(Named-object pointing records)
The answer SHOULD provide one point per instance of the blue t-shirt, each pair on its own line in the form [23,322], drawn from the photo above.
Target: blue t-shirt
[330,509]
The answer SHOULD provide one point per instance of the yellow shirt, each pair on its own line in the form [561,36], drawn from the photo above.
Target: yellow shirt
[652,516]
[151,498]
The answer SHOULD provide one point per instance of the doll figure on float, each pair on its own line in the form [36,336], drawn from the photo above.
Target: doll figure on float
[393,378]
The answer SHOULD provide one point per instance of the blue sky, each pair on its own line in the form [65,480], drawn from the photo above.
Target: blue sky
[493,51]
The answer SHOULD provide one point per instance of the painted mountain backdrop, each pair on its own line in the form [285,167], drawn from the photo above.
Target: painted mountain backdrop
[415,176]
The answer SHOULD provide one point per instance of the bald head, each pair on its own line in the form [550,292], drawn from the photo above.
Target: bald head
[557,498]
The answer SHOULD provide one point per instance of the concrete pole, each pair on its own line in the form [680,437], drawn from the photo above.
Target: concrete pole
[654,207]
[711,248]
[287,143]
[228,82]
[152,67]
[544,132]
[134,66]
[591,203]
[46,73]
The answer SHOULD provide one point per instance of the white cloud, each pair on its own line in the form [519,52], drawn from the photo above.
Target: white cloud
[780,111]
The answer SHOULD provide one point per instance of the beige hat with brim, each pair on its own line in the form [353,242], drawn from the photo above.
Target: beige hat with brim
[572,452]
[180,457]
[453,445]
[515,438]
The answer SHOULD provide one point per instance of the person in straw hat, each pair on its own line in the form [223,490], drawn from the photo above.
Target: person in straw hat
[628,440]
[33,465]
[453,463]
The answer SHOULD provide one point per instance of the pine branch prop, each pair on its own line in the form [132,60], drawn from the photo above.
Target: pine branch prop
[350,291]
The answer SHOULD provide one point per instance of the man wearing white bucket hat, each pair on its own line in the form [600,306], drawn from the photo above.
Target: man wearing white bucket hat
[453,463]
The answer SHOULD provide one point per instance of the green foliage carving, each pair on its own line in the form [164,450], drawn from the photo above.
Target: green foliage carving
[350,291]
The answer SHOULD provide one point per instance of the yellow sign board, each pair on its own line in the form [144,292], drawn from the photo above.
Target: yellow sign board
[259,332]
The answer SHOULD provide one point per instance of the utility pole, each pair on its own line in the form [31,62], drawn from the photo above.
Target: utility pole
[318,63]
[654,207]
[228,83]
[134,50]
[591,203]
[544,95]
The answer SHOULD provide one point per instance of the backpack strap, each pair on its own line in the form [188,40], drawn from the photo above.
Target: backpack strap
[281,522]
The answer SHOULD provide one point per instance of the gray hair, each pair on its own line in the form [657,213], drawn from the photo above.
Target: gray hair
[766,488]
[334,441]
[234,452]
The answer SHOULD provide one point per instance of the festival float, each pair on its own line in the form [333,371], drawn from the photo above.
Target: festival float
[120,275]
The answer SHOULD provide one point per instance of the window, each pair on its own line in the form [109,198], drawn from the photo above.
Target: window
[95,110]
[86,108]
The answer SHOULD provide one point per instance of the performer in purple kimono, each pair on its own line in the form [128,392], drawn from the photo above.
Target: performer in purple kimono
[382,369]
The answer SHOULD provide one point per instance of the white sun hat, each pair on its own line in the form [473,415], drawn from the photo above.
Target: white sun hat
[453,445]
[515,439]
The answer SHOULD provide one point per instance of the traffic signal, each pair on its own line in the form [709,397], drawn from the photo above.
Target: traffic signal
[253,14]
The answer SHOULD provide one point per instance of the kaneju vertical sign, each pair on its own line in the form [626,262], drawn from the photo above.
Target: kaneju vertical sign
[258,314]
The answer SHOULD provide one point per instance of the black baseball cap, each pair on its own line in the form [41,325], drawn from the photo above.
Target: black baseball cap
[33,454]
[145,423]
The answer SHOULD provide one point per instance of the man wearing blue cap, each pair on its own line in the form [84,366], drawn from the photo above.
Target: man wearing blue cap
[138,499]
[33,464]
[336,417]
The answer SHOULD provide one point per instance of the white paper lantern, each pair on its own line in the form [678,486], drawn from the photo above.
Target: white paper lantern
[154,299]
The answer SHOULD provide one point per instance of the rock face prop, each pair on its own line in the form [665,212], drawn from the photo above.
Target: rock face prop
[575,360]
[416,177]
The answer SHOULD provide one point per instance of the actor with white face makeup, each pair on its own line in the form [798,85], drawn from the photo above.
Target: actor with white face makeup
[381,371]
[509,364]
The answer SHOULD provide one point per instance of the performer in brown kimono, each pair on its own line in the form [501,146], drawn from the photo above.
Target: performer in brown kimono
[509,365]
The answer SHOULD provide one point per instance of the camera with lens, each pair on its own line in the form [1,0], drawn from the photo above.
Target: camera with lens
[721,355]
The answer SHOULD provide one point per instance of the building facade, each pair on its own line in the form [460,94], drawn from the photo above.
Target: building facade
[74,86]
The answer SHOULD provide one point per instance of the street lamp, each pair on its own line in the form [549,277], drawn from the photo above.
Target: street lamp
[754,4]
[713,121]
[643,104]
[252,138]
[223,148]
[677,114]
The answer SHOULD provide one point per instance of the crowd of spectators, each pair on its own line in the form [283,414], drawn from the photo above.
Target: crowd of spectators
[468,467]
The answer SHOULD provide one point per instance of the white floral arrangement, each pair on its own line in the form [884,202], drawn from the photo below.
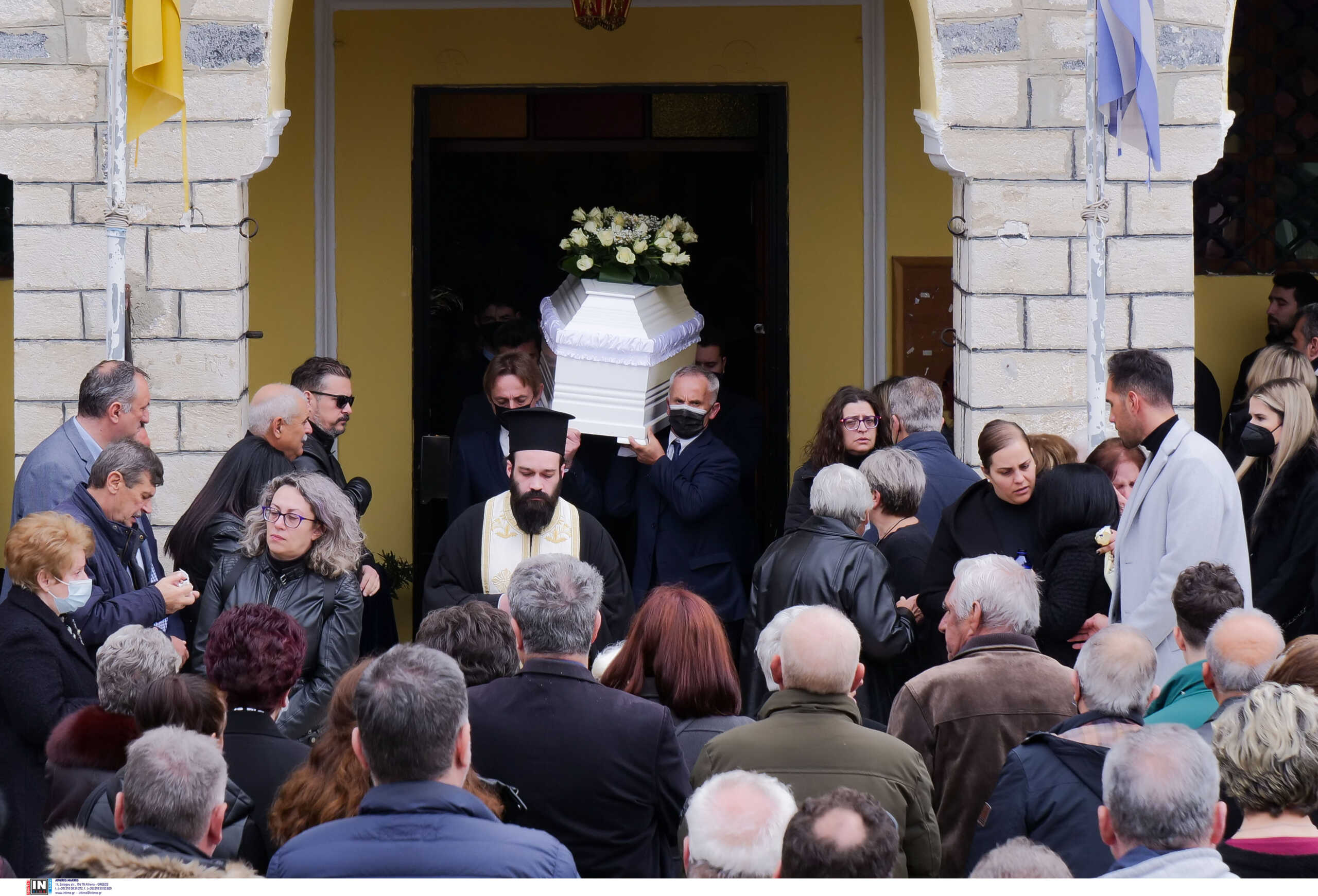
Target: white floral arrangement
[624,248]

▶ **Aim of the exercise**: Repeat each record exactly as shown above, dropping all images.

▶ **Output of the exercise**:
The answer SHOULD provide one point per instance of the blue t-shirt, each pair on its own line in the form [23,322], drawn from the photo above.
Target: blue t-shirt
[330,509]
The answer SHOULD provide one point per instance of the yellow shirt, each pair on its own line in the form [561,36], drawn from the photo above.
Target: yellow shirt
[652,516]
[151,498]
The answer SHOULD provide one point per instance of the doll figure on float, each pair on its own line in the form [36,336], drawn from the photo above.
Target: doll figure on float
[393,378]
The answer SHOULD provide one point per instance of the blue sky, each pair on its own line in the form [65,480], drawn from the photo above.
Target: blue sky
[493,51]
The answer SHOULD provide one point per instance of the painted mountain backdrop, each pair on its own line in the form [285,167], drawn from the photo above.
Target: painted mountain backdrop
[415,176]
The answer SHOULD provide one point per instance of the bald head, each pair on its own line in the form [550,292], drawn from the photo above.
Target: bald head
[557,498]
The answer SHOULD provide one point per instance of the concrete pole, each pair on its own line in the form [680,437], drawn from the photo above.
Target: concrete pole
[654,207]
[711,248]
[287,143]
[228,82]
[152,67]
[544,132]
[134,66]
[591,203]
[46,73]
The answer SHOULD provide one point per instance of the white cloud, each pair on its own line in the form [519,52], drawn from the photo above.
Target: white cloud
[780,111]
The answer SHOULD provide one point per instance of the beige hat with brim, each pair on its own line in the form [353,242], drawn from the photo above.
Target: beige hat with brim
[572,452]
[180,457]
[453,445]
[515,438]
The answer SHOULD provide one point per instance of the person in straw hat, each pair on its own line in the form [223,490], drawn from the photo above.
Target: person in straw hat
[628,440]
[33,465]
[453,463]
The answer SHOULD provide one point per instance of the pine branch prop, each pair on its own line in the form [132,60], drawn from the photo above.
Target: pine branch prop
[350,291]
The answer SHOULD provide one point per instance of the man wearing white bucket hat, each pair on its own line in the form [600,306], drawn from the photo above.
Target: man wearing white bucket hat
[453,463]
The answer SHOULD provide one point per instance of the green foliage carving, each pair on its own line in the form [164,450], drawn from the photo above.
Target: green foliage carving
[350,291]
The answer SHOULD provide one point per instance of the yellow sign board, each pair on its own line in the form [144,292], drawn from the photo above.
Target: yellow sign board
[259,332]
The answer SHOULD provide one point per instance of the utility pole, each pair on its own line in the form [31,62], drawn from the photo above.
Target: utility pole
[318,63]
[654,207]
[228,83]
[134,50]
[591,203]
[544,95]
The answer SHOULD provide one point per instance of the backpack strap, each pair on its own line in the form [188,40], drawn from the photo above.
Target: backpack strap
[281,522]
The answer SHOULD provide one point per instance of the gray hair, each pair on its own line in the form [657,213], drawn from the photo above.
Target: gray hair
[766,488]
[334,441]
[234,452]
The answer SHOULD provide one point per instance of the festival float, each pair on its own line in the form [333,371], drawn from the photo above.
Target: festival float
[120,275]
The answer SHOULD provide one point per instance of the window, each pair on its own line in the form [109,198], drawn from the photo above.
Target: window
[95,110]
[86,108]
The answer SHOULD provide one point per instance of the performer in purple kimono, each pair on its own line in the form [128,392], drawn from the photo above.
Target: performer in purple kimono
[382,369]
The answer SHOULD provide one point per instance of the white sun hat, each pair on its own line in the form [473,415], drawn from the photo above.
Target: white sun hat
[453,445]
[515,439]
The answer SHOULD provide one point per instance of the traffic signal, each pair on its own line in the form [709,397], drawn from the photo above.
Target: traffic signal
[253,14]
The answer SHOULD provide one point per instance of the kaneju vertical sign, each pair on its own line in the form [626,262], drawn from the photo above.
Target: kaneju vertical sign
[258,314]
The answer SHOULD provide one point per instance of the black baseball cap, each pair on its own line in the form [41,325], drawn from the photo above.
Target: black baseball cap
[33,454]
[145,423]
The answer SHOULD provide one point per instance of the man wearing blue cap, each pair on its own line in the form [84,366], drawn from the photo above.
Target: man wearing blue cap
[138,499]
[33,464]
[336,417]
The answer SHOULD provide one point per instance of the white paper lantern, each pair on its own line in the form [678,486], drawn from the photo above.
Target: white paper lantern
[154,299]
The answer SHOULD provide one point per instance of the rock face prop, each pair on its own line in the form [665,212], drawn from the photo above.
Target: rock face prop
[575,360]
[416,177]
The answer SHOULD provide one point per instance of the actor with white face makeup, each pair on its own line in the form [798,85], drawn from the photo above.
Target: actor with white face makeup
[381,371]
[509,364]
The answer SHOULD provide one point per instance of the performer in brown kimono, each pair on its own line in the form [501,146], drawn from the photo above.
Target: performer in brown kimono
[509,365]
The answer SHOULD provide one point per instance of the camera with lens, each pair on its own line in the form [1,0], drawn from the photo above.
Target: camera with lens
[721,355]
The answer SHOULD provide one point per instance of the building facade, each pair on its own line in the form [460,94], drawn from the photo above.
Target: building facade
[74,86]
The answer SHOULD provide one point per instance of the street lamp, each pair on its own line in the form [549,277], drawn from the photo above.
Target: street lamp
[754,4]
[713,121]
[643,104]
[252,138]
[223,148]
[677,114]
The answer SHOULD provide one point per instance of the crowd of spectators, each pair on its own line in the form [283,414], drawn from the photo above.
Target: crowd of spectators
[468,467]
The answer SHOULD provide one point per instance of the white floral arrangement, each pair on its own line in the form [884,202], drawn from the photo below.
Target: white floral arrangement
[624,248]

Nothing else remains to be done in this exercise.